Segment Open

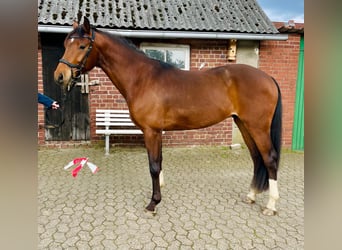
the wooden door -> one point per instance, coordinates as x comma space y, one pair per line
71, 122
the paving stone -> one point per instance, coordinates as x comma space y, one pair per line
202, 203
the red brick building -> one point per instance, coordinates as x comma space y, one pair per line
277, 54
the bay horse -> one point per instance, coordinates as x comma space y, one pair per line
161, 97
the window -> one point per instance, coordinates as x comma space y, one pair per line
177, 55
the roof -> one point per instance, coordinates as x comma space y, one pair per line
245, 16
289, 27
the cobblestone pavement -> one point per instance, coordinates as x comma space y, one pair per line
201, 205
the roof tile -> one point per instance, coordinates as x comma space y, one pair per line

Segment Closed

• _Instructions to follow_
Your answer must be the entries written out word for word, without their pictures.

• _Exercise response_
the wooden door -> one point per instance, coordinates as x comma space y, one pair per line
71, 122
the paving stone -> one point per instance, coordinates as x comma space y, one pair per line
202, 203
the red brick building -> one point per instance, coordinates as x comma space y, one pair per line
277, 54
the bay horse -> one point per instance, coordinates as x comma space y, one pair per line
161, 97
the window -> one point per instance, coordinates as x comma space y, one pair per line
177, 55
the roof -> one point per instance, coordinates as x comma space y, one pair per line
245, 16
289, 27
the cobblestone pavement -> one point per instance, coordinates as x comma space y, one pair per line
201, 205
the roof tile -> one point per instance, coordinates as x comma space y, one pair per line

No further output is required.